(AIM OF THE EXERCISE):
Restate the whole of the data below word for word, skipping the images.

Stored entries
#####

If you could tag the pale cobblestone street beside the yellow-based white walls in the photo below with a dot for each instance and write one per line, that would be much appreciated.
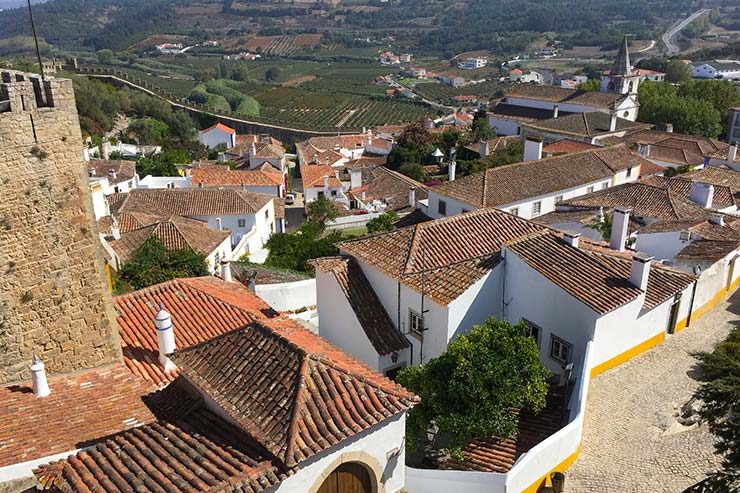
(631, 439)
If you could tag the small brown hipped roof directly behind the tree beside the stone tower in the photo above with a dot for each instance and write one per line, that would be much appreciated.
(175, 233)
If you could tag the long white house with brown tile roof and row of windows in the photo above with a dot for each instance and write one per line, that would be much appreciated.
(533, 187)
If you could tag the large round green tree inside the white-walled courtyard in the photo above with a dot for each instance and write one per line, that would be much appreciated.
(477, 386)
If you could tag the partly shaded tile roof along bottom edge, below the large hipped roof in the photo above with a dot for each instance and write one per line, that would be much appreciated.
(189, 449)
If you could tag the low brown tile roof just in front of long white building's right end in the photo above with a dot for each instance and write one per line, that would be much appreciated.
(644, 200)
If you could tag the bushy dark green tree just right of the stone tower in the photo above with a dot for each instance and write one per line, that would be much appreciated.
(153, 264)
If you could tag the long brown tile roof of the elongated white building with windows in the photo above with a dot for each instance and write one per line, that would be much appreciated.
(514, 182)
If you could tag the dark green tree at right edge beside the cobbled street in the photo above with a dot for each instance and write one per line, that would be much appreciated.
(720, 397)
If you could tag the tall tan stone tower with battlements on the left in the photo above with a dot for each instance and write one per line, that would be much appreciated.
(53, 295)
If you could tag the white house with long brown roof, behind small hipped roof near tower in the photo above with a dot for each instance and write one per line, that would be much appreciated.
(251, 217)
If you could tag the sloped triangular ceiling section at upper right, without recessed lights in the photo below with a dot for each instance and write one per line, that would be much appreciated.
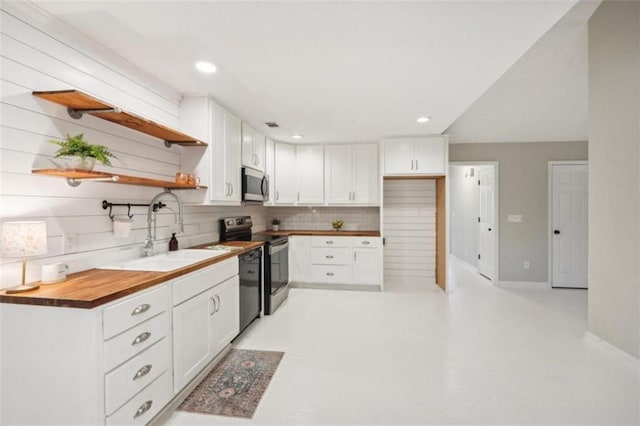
(543, 97)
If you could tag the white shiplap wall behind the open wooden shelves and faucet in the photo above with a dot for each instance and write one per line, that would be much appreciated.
(37, 53)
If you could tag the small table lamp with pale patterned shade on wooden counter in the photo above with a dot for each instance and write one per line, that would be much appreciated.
(22, 239)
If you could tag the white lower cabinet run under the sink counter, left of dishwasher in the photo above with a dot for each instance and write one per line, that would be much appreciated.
(115, 364)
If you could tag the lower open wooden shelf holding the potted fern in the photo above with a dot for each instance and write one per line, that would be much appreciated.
(75, 175)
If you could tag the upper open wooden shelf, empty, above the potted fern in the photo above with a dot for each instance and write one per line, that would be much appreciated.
(79, 103)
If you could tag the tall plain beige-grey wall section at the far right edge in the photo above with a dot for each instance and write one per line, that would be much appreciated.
(614, 175)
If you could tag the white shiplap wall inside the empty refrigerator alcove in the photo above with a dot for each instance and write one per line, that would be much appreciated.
(409, 222)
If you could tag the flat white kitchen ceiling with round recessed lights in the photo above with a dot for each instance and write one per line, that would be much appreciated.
(332, 71)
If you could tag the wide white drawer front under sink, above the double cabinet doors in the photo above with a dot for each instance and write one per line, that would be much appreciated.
(190, 285)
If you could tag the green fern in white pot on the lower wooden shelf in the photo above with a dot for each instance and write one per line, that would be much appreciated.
(80, 154)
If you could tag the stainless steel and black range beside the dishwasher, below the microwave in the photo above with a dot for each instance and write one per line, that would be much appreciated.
(275, 283)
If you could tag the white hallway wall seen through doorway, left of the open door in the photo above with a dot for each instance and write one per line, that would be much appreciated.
(464, 213)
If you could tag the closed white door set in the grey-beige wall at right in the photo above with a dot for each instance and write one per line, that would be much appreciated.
(569, 225)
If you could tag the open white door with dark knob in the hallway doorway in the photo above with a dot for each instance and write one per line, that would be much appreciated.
(486, 222)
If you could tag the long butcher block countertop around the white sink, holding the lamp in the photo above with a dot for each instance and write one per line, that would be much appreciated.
(95, 287)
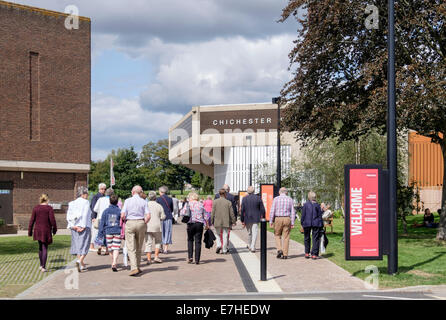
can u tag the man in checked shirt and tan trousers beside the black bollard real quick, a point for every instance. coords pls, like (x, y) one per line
(282, 218)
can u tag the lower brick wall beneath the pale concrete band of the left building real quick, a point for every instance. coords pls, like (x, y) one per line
(60, 187)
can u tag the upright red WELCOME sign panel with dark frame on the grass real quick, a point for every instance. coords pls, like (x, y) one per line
(363, 212)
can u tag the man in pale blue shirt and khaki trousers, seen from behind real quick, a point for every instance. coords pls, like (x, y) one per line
(133, 212)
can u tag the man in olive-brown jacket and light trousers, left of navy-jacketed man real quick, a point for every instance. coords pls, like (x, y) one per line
(222, 218)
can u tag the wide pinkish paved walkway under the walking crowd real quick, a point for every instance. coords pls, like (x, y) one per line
(235, 274)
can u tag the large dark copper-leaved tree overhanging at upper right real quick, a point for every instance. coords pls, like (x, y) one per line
(339, 85)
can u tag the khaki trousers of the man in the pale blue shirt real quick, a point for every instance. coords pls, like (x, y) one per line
(135, 232)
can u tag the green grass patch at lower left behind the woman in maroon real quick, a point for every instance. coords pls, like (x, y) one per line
(19, 262)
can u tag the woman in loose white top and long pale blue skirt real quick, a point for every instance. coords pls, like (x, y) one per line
(79, 221)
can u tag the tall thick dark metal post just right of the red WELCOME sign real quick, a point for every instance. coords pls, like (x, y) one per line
(392, 262)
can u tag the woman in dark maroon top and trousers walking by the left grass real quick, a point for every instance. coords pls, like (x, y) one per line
(45, 227)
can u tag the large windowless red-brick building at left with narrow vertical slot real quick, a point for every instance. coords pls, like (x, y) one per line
(44, 110)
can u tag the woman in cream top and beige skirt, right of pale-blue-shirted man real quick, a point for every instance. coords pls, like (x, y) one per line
(154, 231)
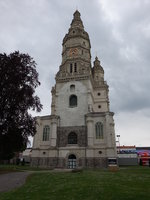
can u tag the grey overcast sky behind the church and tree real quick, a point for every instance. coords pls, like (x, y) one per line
(119, 32)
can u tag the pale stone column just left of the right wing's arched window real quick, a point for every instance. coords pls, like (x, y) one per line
(90, 131)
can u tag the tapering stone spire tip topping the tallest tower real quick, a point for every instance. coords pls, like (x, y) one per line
(77, 22)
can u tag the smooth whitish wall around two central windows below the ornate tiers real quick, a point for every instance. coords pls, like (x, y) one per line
(73, 116)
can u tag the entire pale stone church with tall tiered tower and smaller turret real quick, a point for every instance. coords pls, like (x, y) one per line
(80, 130)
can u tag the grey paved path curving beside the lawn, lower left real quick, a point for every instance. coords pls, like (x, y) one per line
(12, 180)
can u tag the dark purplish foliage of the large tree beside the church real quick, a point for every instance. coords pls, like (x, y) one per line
(18, 81)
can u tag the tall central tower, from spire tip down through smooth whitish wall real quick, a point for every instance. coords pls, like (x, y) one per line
(74, 78)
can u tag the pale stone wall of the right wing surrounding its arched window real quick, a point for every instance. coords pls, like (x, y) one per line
(108, 135)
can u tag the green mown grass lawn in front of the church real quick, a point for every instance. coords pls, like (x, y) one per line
(130, 183)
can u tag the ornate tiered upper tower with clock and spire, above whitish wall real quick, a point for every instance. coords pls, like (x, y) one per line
(76, 55)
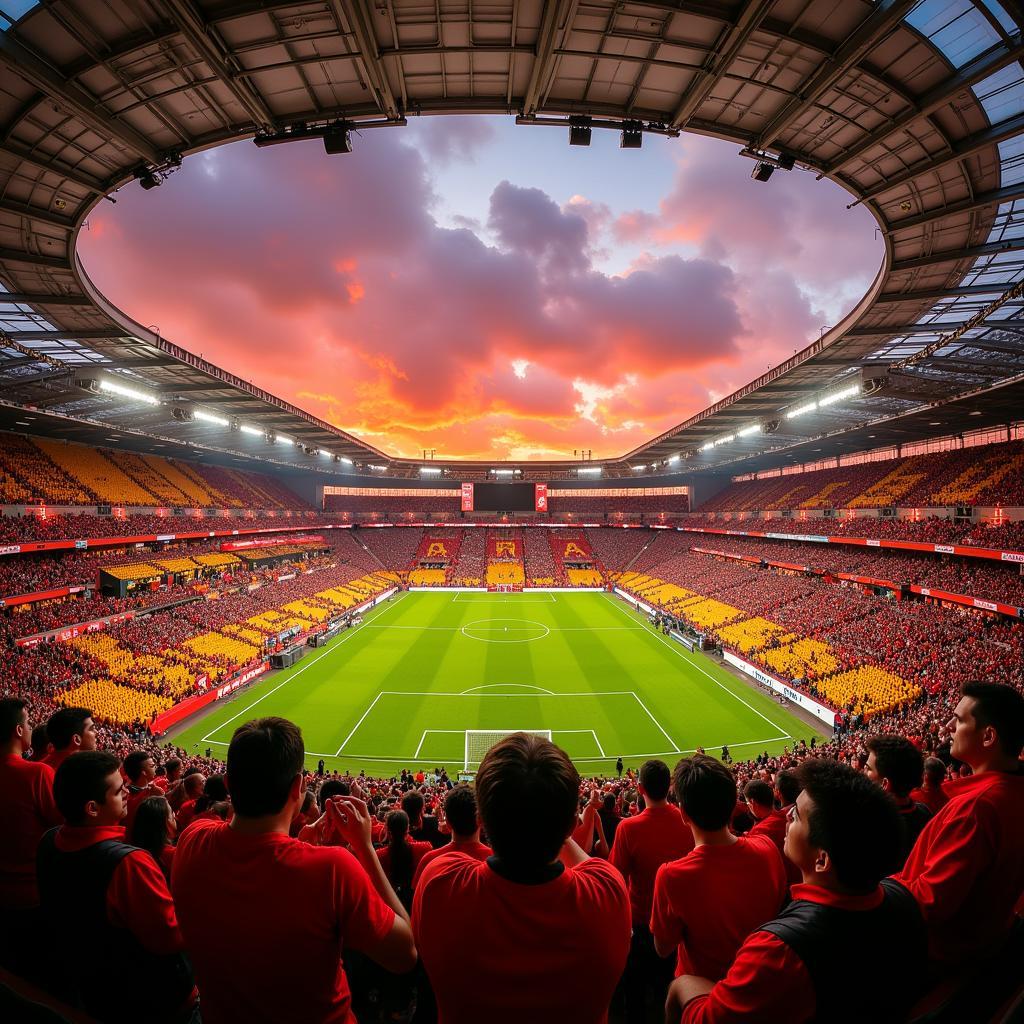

#####

(RESULT OF THE TASK):
If you could tag the pale cobblestone street beside the yellow-based white walls in the photo below with a dot for each instance and write one per line, that would be much appreciated.
(631, 439)
If you could tag the small brown hipped roof directly behind the tree beside the stone tower in the photo above with a dot for each instance and write one per line, that would be much appreciated.
(175, 233)
If you could tag the long white house with brown tile roof and row of windows in the photo above with a dot for each instance and write one per line, that would be much appreciated.
(533, 187)
If you could tag the large round green tree inside the white-walled courtyard in the photo above with a dot for each instance and write one per line, that would be much appreciated.
(477, 386)
If you could tag the partly shaded tile roof along bottom edge, below the large hipped roof in the photo above with a dot for each instance and write one per line, that would be much appreciated.
(189, 449)
If you could tag the low brown tile roof just in front of long white building's right end in the photo above with a dot for each instance and write one per line, that would be much appreciated.
(644, 200)
If you could tag the bushy dark green tree just right of the stone tower in the photo above with a dot for each instance and write one per line, that would be much appreciated.
(153, 264)
If you could tag the long brown tile roof of the elongated white building with windows in the photo above with a dot for each instance and write one per line, that would be much appreciated.
(514, 182)
If you could tag the dark green tree at right edge beside the cobbled street in the photo above with a dot for each instance and write one per line, that would be much appreciated.
(720, 397)
If you could tag the tall tan stone tower with battlements on the left in the photo above with a dot for each instance and write one per line, that would be much appreciated.
(53, 295)
If you could tag the white house with long brown roof, behind small hipped roof near tower in the photo above with a dot for each instance and write one per line, that would be much appreciated.
(251, 217)
If you could tag the sloped triangular ceiling section at upper right, without recessed lights in the photo below with a dot for each instance and write one per line, that would be much appreciated.
(543, 97)
If you could tag the white shiplap wall behind the open wooden shelves and faucet in the photo above with a dot for each instance and write one per line, that would be much appreciated.
(37, 53)
If you could tag the small table lamp with pale patterned shade on wooden counter in the photo above with a dot for each instance and write one per line, that would be much appreciated.
(22, 239)
If you could tag the white lower cabinet run under the sink counter, left of dishwasher in the photo above with a dot for each instance and write one per line, that would be much appreciated.
(115, 364)
If you could tag the lower open wooden shelf holding the potted fern in the photo above with a dot for each instance and write one per line, that would be much appreciated.
(75, 175)
If you could tag the upper open wooden shelf, empty, above the potted fern in the photo above with a dot for each instance and write one per line, that would be much appreciated.
(79, 103)
If you could tag the tall plain beige-grey wall section at the far right edge in the photo above with a dot for each instance and write one per line, that would be much appreciated.
(614, 175)
If you could tag the white shiplap wall inside the empty refrigerator alcove in the photo above with a dot for each instance and write one per line, that would be much appreciated.
(409, 222)
If you could tag the flat white kitchen ceiling with round recessed lights in the photo above with a dot for each instance and write one per line, that would be much appreciated.
(332, 71)
If you could tag the wide white drawer front under sink, above the double cabinet doors in the photo above with a dot for each instance and write one per line, that would be much appreciated.
(190, 285)
If you could tag the green fern in white pot on the lower wooden shelf in the photo above with a dot for each instance and write one per line, that would be much appreciated.
(80, 154)
If you could tag the stainless steel and black range beside the dishwasher, below the microwave in the photo above with a dot for each instance and write one per line, that would be much appreciated.
(275, 283)
If you could tag the white hallway wall seen through doorway, left of the open door in the photo above with a dot for each instance and write one per line, that would be much appreciated.
(464, 213)
If you could tag the closed white door set in the grey-beige wall at right in the photo above with a dot for each instance and write one per line, that would be much appreciated.
(569, 225)
If you could tag the open white door with dark knob in the hallway doorway in the photo above with a dot for each instance and write one per line, that would be much appreciated.
(486, 222)
If you could tag the long butcher block countertop around the white sink, holding the lamp in the photo above with a dot for each instance and write one per line, that would be much appreciated.
(95, 287)
can u tag the man in checked shirt and tan trousers beside the black bollard real quick, a point for every instance. coords pls, like (x, y) one per line
(282, 218)
can u tag the lower brick wall beneath the pale concrete band of the left building real quick, a point for every instance. coords pls, like (x, y) one per line
(60, 187)
can u tag the upright red WELCOME sign panel with dark frame on the grass real quick, a point for every instance. coords pls, like (x, y) one per line
(363, 212)
can u tag the man in pale blue shirt and khaki trousers, seen from behind real quick, a point for every instance. coords pls, like (x, y) one per line
(133, 212)
can u tag the man in olive-brown jacket and light trousers, left of navy-jacketed man real quick, a point for every instance. coords pls, like (x, y) one per line
(222, 218)
can u tag the wide pinkish paved walkway under the walking crowd real quick, a point for every instance. coords pls, like (x, y) one per line
(235, 274)
can u tag the large dark copper-leaved tree overhanging at upper right real quick, a point for every instance. coords pls, like (x, y) one per line
(339, 85)
can u tag the khaki trousers of the man in the pale blue shirt real quick, a point for every instance. coords pls, like (x, y) one per line
(135, 232)
can u tag the green grass patch at lower left behind the woman in maroon real quick, a point for every instance. coords pls, like (x, y) one per line
(19, 262)
can u tag the woman in loose white top and long pale blue skirt real quick, a point for every instance. coords pls, like (x, y) one per line
(79, 221)
can u tag the tall thick dark metal post just right of the red WELCOME sign real quick, a point for every instance. coords pls, like (x, y) one per line
(392, 262)
can u tag the woman in dark maroon top and trousers walking by the left grass real quick, a point for every instance. coords pls, like (x, y) one per line
(45, 227)
can u tag the large windowless red-brick building at left with narrow vertical slot real quick, a point for every instance. coords pls, like (x, y) one per line
(44, 110)
can u tag the woman in cream top and beige skirt, right of pale-blue-shirted man real quick, a point for every instance. coords pls, like (x, y) one per line
(154, 231)
can u tag the grey overcast sky behind the church and tree real quick, a point for every instance. coords pls, like (x, y) one per line
(119, 32)
can u tag the pale stone column just left of the right wing's arched window real quick, a point for every instance. coords pls, like (x, y) one per line
(90, 131)
can u tag the tapering stone spire tip topping the tallest tower real quick, a point for every instance. coords pls, like (x, y) one per line
(77, 22)
can u tag the smooth whitish wall around two central windows below the ornate tiers real quick, a point for every instance. coords pls, like (x, y) one per line
(73, 116)
can u tag the entire pale stone church with tall tiered tower and smaller turret real quick, a point for every instance. coords pls, like (x, y) one per line
(80, 130)
can u tag the grey paved path curving beside the lawn, lower left real quick, a point for every instance. coords pls, like (x, y) one per line
(12, 180)
can u tag the dark purplish foliage of the large tree beside the church real quick, a point for every instance. coords pls, like (x, y) one per line
(18, 81)
can u tag the tall central tower, from spire tip down through smooth whitish wall real quick, a point for every instance. coords pls, like (x, y) one per line
(74, 78)
can u tag the pale stone wall of the right wing surrounding its arched window real quick, a point for every instance. coords pls, like (x, y) one per line
(108, 135)
can u tag the green mown grass lawn in front of the church real quick, a point for every instance. coords pls, like (x, y) one per line
(130, 183)
can u tag the ornate tiered upper tower with clock and spire, above whitish wall real quick, a point for every instance. coords pls, like (x, y) one per line
(76, 55)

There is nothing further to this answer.